Supplied entries =>
════
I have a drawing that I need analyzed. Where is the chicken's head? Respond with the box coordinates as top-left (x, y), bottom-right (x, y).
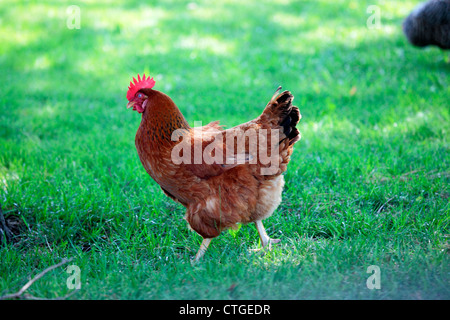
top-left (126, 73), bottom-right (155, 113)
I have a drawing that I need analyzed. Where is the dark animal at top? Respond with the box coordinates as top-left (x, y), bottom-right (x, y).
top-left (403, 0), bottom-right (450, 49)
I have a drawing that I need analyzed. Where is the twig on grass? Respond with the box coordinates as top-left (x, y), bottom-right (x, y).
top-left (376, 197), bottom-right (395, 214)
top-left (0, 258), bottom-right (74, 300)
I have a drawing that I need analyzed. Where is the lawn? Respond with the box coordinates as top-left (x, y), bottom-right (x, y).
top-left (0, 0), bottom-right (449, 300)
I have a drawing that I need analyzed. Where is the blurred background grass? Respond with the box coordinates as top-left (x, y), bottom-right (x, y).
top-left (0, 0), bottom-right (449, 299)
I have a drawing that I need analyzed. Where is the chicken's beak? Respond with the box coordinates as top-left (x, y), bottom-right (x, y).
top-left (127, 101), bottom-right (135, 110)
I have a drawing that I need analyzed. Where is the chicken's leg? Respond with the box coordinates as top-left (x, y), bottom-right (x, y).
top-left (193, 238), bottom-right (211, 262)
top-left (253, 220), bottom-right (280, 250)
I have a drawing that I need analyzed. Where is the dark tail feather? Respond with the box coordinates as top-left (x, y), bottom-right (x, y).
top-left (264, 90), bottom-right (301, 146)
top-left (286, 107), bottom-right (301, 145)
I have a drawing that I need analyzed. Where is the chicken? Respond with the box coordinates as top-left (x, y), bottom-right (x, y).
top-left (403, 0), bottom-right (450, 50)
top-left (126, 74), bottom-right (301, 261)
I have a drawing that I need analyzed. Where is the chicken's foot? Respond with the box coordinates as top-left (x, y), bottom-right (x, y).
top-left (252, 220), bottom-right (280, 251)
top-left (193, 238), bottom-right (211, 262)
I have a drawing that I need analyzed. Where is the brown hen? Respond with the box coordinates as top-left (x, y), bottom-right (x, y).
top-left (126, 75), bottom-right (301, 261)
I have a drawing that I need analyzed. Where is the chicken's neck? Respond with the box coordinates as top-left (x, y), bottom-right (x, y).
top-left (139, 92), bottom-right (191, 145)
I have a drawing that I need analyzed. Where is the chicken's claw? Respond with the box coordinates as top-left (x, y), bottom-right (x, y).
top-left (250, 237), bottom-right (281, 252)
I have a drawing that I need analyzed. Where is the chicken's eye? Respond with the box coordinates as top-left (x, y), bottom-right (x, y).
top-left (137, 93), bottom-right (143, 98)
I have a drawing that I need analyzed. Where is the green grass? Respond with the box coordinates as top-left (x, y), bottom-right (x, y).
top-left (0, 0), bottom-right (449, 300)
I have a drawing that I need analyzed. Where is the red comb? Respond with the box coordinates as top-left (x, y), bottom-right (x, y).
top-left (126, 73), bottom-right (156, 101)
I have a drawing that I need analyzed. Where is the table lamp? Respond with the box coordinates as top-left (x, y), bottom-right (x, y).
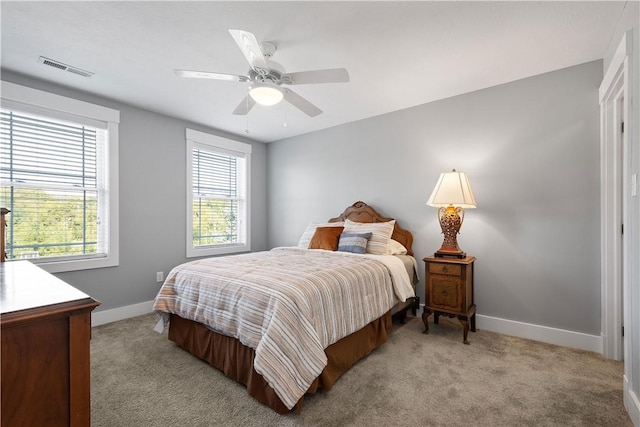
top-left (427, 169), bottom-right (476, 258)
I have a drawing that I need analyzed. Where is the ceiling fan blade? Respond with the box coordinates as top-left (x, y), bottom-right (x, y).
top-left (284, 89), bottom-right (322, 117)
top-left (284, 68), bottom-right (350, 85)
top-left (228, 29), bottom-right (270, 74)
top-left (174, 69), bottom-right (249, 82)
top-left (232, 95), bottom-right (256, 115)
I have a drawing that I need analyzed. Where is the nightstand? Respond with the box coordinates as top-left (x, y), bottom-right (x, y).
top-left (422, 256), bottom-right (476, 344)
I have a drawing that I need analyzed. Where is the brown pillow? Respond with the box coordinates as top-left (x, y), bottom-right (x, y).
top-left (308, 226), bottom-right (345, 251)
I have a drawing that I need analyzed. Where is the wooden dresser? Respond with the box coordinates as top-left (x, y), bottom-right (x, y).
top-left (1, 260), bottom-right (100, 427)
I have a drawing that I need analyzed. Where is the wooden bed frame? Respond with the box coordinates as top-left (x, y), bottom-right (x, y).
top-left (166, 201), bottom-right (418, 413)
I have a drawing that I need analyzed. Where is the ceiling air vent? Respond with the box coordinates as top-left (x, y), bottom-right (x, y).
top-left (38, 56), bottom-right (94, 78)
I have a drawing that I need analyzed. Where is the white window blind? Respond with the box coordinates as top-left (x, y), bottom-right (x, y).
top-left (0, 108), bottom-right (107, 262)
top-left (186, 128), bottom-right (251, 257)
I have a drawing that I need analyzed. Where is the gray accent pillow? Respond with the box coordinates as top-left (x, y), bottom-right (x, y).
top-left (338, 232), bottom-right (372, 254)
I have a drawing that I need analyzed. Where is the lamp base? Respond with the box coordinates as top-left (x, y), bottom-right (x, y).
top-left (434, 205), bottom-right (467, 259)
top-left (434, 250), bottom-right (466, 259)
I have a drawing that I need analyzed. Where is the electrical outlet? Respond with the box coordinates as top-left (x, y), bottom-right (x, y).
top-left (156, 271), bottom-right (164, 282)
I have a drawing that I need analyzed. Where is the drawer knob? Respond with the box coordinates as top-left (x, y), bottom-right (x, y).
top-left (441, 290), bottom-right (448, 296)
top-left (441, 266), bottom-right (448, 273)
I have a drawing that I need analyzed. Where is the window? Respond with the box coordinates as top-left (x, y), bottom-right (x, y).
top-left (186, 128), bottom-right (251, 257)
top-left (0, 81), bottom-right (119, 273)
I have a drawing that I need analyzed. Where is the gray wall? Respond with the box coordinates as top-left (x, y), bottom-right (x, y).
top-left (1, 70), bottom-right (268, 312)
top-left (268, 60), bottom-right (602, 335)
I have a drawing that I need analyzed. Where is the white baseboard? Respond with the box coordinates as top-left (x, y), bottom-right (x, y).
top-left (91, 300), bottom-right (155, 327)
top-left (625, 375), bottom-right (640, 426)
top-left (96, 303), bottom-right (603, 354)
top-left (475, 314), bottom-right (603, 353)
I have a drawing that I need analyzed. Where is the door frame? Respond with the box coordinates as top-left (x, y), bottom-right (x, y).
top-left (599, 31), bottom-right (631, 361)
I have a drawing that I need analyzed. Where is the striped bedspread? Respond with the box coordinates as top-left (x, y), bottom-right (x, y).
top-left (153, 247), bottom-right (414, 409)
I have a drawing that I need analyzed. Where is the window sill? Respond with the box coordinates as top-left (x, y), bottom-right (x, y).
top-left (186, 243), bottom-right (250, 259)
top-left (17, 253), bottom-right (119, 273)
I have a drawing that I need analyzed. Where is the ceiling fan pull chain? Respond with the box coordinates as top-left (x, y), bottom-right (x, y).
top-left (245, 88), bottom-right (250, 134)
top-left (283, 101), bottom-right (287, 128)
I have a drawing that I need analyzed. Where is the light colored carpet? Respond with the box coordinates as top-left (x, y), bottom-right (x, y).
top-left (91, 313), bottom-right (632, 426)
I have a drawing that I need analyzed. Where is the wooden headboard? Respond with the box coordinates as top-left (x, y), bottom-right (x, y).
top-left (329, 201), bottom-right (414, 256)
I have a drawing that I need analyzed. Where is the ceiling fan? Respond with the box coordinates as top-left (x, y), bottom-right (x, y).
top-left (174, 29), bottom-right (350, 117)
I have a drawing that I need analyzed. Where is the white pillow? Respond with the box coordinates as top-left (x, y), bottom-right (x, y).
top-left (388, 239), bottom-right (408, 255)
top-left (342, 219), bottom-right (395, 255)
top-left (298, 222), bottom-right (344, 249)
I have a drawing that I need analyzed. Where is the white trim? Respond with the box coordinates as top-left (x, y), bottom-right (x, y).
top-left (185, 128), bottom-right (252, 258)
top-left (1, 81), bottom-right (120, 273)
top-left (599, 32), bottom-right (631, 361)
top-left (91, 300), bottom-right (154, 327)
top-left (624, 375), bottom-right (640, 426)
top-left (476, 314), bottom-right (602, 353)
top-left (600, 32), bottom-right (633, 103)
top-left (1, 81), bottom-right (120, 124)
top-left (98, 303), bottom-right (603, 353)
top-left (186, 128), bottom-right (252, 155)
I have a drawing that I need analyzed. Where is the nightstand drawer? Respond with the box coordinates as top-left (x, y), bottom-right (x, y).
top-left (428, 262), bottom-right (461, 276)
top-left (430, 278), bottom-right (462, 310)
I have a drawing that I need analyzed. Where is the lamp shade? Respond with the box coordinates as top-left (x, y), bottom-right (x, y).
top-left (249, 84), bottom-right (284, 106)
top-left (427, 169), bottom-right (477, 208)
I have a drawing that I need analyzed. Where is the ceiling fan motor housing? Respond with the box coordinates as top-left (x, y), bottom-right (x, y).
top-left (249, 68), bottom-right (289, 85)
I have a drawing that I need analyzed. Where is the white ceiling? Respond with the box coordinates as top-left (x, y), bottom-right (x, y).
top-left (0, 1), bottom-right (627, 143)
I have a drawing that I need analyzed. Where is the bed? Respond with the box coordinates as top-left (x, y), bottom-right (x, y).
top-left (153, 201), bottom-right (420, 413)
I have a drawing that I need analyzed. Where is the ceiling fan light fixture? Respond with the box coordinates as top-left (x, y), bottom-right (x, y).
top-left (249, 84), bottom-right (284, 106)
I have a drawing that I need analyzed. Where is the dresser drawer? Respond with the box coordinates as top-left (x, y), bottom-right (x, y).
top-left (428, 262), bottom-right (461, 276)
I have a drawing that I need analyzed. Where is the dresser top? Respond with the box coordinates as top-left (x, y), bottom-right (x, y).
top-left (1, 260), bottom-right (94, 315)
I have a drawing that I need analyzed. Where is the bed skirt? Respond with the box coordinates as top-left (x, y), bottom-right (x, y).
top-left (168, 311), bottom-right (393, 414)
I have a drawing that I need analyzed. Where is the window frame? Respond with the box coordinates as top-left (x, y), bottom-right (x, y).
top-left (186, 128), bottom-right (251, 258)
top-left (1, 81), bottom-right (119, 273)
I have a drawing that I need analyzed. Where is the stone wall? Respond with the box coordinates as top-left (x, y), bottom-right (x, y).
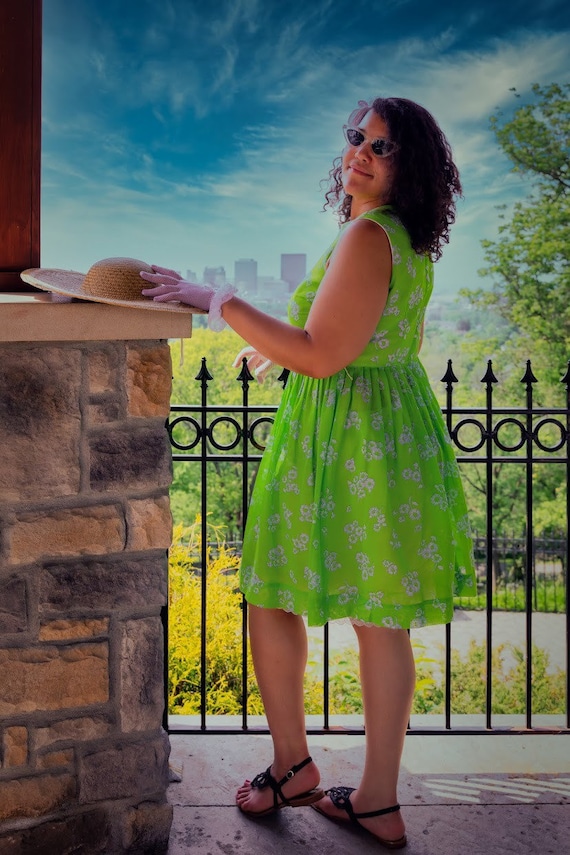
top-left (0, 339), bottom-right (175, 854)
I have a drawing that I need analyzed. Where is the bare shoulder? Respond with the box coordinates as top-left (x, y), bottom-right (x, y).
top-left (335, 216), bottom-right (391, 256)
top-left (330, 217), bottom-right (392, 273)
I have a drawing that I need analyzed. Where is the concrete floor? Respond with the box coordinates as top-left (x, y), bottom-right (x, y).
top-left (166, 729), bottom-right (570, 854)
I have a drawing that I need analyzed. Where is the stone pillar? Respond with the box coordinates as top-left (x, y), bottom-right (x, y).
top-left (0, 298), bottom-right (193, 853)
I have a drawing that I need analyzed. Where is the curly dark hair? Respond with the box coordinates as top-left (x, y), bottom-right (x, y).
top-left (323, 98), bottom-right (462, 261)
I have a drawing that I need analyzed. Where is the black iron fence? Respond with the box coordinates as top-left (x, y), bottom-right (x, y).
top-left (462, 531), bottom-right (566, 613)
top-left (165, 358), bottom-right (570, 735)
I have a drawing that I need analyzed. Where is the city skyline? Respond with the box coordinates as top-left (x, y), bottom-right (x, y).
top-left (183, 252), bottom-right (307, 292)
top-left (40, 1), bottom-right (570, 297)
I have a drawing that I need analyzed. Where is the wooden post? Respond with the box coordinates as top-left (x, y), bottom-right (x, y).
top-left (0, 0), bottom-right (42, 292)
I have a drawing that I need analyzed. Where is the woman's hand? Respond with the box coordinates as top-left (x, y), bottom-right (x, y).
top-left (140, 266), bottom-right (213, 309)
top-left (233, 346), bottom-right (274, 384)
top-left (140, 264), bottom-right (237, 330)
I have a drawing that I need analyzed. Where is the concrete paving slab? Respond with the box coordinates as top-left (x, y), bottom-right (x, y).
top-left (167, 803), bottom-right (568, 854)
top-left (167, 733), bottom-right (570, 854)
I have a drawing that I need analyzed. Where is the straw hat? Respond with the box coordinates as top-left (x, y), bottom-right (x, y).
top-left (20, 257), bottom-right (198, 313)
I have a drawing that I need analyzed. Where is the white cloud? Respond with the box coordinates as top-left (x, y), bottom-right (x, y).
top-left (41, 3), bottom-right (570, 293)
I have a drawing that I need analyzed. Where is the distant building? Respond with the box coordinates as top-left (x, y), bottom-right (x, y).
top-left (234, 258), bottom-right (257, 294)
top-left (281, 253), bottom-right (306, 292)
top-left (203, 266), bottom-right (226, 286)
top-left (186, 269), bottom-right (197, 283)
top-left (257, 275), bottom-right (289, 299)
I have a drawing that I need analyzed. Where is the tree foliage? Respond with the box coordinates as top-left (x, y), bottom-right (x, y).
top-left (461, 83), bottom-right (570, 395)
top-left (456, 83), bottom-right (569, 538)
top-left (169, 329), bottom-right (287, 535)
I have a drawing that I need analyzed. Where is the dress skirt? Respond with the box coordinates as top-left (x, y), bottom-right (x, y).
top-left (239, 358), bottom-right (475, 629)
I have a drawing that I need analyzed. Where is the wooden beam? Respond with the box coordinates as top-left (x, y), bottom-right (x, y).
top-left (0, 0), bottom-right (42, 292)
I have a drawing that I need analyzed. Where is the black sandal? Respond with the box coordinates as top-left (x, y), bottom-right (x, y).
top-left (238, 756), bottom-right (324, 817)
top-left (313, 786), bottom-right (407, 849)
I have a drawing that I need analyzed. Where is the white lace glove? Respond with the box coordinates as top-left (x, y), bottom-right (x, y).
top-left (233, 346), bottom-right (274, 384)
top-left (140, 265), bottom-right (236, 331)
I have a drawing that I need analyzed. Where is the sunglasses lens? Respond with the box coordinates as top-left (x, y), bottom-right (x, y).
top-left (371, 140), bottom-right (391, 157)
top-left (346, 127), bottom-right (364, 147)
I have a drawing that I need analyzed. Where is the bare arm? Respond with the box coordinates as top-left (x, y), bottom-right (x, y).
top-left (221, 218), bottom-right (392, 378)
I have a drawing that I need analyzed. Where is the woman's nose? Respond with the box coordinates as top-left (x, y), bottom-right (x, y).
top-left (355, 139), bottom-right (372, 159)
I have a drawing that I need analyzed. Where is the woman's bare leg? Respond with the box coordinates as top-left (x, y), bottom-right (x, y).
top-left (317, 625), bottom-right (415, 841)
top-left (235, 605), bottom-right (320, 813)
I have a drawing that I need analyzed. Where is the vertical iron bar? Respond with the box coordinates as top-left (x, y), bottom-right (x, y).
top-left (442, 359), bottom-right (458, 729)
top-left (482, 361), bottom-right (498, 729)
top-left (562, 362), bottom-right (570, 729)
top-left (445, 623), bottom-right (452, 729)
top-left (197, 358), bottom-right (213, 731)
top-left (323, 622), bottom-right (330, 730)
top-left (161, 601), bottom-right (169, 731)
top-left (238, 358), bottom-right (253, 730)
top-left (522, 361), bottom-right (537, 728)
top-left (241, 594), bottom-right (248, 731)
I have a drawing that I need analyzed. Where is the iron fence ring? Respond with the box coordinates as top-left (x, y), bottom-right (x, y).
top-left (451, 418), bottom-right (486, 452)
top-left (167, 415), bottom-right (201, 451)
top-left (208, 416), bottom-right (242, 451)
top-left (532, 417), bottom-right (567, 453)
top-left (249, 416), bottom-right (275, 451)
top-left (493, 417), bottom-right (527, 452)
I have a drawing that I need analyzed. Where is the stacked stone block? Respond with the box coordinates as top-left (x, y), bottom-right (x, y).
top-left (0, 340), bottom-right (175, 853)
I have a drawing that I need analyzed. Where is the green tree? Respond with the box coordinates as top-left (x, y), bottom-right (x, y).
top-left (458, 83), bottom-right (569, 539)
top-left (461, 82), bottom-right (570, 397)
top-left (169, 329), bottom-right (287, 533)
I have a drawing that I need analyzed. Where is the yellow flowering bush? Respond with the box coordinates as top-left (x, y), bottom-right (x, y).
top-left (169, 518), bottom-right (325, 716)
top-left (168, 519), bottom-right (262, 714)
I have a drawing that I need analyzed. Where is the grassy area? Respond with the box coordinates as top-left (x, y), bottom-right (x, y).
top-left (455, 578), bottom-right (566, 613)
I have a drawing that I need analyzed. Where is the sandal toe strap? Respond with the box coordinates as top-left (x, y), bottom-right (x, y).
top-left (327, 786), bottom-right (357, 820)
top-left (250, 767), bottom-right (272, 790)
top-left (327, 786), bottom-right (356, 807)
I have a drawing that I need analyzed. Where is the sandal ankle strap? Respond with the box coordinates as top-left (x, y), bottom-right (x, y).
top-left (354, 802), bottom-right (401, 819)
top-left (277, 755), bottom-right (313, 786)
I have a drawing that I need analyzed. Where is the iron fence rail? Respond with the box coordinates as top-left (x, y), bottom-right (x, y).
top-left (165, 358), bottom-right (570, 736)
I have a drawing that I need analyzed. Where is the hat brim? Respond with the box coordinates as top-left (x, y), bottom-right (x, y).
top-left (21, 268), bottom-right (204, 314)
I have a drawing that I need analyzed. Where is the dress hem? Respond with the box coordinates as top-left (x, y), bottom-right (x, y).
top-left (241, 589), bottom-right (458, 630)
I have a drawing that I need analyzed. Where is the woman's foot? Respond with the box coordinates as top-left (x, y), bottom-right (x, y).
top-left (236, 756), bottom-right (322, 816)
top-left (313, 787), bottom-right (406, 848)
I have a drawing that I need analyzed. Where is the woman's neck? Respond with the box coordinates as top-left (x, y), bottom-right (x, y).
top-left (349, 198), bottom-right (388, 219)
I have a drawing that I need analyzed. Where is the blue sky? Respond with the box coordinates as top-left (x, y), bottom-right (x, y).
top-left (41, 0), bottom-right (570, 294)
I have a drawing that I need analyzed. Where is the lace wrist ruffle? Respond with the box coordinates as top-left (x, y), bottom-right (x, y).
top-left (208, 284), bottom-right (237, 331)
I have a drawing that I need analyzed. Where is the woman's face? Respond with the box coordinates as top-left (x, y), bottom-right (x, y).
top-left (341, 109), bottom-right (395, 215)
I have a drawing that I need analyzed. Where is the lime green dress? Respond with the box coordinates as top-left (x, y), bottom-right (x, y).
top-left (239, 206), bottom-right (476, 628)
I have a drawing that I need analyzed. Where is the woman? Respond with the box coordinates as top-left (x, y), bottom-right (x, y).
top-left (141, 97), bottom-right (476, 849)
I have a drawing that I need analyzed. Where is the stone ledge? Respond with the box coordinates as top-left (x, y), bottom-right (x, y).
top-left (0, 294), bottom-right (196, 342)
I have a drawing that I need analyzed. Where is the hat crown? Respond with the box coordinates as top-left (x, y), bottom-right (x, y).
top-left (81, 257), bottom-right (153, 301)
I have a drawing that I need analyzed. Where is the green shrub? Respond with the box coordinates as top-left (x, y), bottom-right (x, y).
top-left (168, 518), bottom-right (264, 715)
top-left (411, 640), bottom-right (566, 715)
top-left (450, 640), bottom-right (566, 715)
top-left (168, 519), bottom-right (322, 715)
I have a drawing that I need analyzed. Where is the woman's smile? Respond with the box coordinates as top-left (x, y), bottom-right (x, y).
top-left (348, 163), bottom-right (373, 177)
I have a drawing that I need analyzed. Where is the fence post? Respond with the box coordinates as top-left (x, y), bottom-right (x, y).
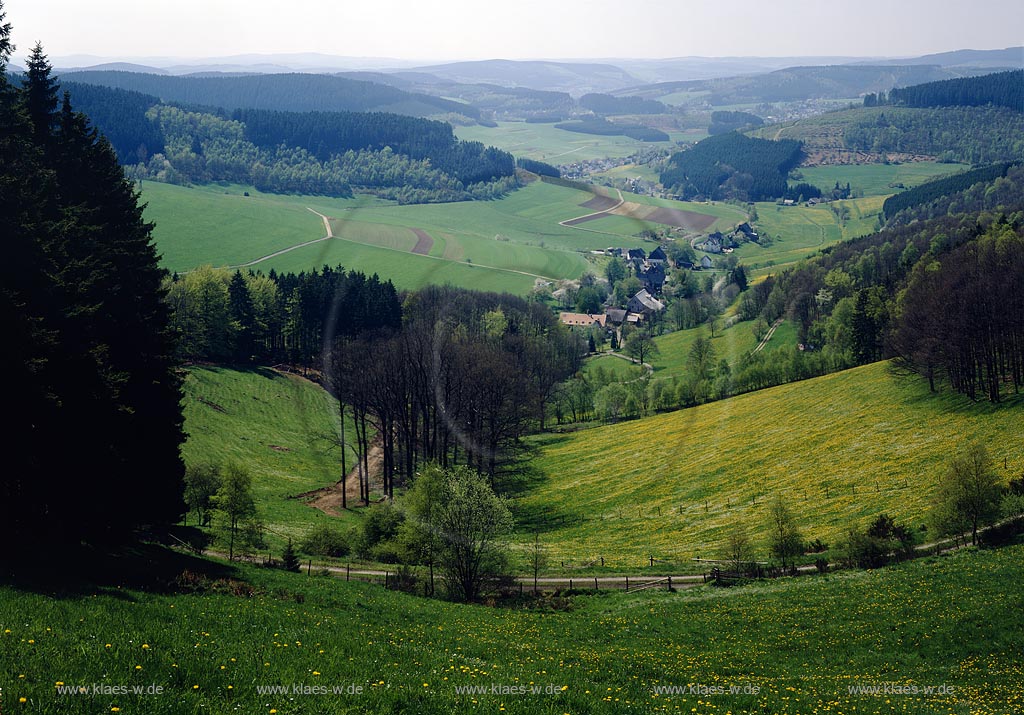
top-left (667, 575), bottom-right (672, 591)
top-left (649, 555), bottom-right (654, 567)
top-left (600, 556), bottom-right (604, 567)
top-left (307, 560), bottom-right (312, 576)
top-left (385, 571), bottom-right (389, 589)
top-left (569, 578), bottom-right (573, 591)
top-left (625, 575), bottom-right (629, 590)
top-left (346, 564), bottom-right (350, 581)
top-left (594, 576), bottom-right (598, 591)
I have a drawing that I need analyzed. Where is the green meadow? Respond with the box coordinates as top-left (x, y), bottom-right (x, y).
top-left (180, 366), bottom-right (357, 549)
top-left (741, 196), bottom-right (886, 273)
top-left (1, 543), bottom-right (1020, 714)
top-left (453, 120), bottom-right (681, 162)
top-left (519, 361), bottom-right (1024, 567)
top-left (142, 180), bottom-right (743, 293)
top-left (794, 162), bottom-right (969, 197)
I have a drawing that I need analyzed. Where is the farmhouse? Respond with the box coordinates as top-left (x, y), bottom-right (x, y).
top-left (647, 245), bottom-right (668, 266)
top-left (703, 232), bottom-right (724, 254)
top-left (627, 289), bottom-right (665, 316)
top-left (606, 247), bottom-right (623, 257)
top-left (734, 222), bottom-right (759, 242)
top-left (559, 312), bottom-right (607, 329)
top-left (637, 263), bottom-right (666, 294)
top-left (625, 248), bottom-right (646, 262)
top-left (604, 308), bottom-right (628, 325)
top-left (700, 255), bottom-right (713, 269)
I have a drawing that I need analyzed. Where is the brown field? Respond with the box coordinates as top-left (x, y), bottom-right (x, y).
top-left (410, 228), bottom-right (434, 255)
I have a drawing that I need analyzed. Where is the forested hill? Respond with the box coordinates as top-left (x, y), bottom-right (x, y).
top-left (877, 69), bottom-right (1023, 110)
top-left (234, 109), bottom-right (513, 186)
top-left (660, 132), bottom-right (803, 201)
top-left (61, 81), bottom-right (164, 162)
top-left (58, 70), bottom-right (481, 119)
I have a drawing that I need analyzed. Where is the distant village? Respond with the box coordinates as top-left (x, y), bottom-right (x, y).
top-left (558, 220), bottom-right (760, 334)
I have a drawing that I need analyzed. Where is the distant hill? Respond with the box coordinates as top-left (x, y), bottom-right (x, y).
════
Exercise =>
Each line from the one that contains "the distant village?" through the last line of the listing above should be written out exactly, and no other line.

Solution to the exercise =>
I have a drawing that I need analyzed. Where is the distant village? Respond with the box coordinates as top-left (x, y), bottom-right (x, y).
top-left (558, 220), bottom-right (760, 334)
I have a drawing that I need analyzed. Where is the distant hill? Respond with the box coordinates as top-left (x, y), bottom-right (x, y).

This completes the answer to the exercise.